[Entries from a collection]
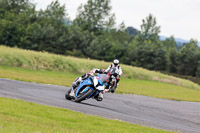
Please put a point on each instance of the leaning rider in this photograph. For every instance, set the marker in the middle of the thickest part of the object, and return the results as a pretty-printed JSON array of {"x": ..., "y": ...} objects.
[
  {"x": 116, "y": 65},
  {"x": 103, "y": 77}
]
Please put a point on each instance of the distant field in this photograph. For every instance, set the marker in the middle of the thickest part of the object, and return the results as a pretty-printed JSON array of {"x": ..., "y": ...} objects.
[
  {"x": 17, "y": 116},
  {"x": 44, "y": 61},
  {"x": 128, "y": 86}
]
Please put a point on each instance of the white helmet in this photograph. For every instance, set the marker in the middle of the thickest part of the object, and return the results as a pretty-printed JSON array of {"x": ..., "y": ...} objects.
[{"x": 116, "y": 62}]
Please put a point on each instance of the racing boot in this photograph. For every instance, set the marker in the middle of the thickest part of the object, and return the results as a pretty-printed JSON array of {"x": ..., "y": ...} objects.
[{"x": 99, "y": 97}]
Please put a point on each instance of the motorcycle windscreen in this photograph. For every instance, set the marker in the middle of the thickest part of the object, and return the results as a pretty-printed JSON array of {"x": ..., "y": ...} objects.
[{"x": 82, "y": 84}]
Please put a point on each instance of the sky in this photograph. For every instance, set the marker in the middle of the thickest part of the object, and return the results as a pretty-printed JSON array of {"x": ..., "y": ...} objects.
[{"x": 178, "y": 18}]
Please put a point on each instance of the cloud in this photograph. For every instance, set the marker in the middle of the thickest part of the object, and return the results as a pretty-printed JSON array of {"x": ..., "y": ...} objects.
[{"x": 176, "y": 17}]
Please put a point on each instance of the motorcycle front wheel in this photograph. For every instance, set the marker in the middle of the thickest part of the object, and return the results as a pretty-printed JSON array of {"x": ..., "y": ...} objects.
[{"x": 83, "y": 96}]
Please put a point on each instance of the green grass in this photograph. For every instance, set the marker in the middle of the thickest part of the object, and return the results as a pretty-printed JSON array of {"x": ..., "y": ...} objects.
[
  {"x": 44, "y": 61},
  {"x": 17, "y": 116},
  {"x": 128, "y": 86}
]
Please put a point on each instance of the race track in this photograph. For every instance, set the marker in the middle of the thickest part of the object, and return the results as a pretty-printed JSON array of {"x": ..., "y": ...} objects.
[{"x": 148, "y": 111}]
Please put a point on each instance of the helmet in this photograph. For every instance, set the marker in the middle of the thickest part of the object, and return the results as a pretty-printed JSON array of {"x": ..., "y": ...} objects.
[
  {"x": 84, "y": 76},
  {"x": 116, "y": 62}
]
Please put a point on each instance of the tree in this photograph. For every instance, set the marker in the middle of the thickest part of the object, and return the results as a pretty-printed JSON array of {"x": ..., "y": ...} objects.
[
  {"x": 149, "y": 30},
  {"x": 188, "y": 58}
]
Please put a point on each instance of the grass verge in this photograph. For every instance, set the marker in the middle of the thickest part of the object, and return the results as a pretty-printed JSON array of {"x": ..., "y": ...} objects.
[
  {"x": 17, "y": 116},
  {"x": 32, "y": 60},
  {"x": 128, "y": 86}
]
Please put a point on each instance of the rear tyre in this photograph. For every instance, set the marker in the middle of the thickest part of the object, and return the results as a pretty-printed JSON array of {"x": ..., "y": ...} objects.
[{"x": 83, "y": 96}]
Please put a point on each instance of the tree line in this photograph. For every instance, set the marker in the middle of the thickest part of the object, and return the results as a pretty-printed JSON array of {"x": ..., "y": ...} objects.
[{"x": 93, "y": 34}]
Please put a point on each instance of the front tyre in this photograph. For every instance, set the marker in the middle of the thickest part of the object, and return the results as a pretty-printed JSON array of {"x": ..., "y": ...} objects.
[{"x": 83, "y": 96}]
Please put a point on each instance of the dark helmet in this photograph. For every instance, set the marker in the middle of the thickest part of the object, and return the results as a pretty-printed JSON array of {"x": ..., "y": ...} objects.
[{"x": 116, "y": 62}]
==
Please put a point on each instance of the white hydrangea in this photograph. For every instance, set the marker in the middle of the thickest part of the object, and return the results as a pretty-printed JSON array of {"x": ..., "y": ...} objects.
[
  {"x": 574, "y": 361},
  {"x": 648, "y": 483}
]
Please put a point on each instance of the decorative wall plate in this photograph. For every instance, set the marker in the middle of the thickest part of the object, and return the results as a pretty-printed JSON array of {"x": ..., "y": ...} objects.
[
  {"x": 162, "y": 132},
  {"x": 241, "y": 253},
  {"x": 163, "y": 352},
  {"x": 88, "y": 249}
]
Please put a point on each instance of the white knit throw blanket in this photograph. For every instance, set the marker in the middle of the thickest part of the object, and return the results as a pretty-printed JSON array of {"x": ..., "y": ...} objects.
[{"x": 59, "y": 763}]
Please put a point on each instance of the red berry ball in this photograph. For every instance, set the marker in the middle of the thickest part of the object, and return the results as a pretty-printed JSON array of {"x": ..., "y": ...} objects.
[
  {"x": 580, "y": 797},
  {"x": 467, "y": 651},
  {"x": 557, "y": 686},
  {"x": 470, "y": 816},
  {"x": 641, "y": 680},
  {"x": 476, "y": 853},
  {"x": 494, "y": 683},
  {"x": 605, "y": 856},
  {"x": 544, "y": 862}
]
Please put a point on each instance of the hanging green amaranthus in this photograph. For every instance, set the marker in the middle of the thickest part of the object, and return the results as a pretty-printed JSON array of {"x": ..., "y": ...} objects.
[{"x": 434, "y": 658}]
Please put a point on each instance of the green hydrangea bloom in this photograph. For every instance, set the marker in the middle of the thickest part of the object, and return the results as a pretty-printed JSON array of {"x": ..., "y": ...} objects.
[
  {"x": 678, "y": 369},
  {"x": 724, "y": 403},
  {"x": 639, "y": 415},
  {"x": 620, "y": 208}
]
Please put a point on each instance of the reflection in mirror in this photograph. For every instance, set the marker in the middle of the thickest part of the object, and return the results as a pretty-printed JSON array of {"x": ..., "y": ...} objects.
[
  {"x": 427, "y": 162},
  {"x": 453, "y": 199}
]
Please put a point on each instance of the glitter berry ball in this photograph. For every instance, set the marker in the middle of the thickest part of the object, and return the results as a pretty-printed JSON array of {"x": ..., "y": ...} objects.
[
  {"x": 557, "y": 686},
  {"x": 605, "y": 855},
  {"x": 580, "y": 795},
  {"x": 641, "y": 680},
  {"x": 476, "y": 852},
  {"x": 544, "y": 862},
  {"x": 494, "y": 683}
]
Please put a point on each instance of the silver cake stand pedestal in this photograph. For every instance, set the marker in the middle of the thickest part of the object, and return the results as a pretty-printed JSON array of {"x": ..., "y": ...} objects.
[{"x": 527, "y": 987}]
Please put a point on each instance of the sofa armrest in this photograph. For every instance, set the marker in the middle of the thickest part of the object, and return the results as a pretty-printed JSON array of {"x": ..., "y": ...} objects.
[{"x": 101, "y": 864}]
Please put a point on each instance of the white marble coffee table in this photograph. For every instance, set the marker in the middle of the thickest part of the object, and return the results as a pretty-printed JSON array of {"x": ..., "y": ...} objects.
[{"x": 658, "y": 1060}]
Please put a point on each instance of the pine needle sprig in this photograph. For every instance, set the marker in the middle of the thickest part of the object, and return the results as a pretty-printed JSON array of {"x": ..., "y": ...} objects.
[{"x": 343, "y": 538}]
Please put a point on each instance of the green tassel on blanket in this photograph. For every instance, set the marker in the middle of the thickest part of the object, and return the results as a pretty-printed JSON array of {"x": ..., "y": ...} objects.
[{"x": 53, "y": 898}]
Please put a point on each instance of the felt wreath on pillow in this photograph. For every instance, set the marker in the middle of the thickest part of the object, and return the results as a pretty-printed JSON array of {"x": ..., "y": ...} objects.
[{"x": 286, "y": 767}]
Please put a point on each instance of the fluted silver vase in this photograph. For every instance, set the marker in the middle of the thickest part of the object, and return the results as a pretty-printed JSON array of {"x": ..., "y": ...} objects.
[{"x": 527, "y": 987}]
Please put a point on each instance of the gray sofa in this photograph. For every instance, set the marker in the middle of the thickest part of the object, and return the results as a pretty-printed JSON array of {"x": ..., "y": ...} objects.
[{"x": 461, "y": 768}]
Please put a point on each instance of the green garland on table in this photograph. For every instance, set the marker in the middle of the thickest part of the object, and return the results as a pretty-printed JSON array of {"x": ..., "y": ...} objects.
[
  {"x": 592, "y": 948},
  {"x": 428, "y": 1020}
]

WRITTEN TASK
Show every line of the entries above that contains the word "ball", copying each such line in full.

SOLVED EXERCISE
Please put a point on each instance of the red berry ball in this photograph. For every instance, set the marker in the middle of the thickest part of the object, and return the results as a pretty-printed JSON array of {"x": ..., "y": ...} objects.
Please put a point on each instance of the glitter berry ball in this photograph. For every instance, set the marker in the middle of the thickest part of the object, and return the results as a pretty-printed JSON array of {"x": ..., "y": ...} objects.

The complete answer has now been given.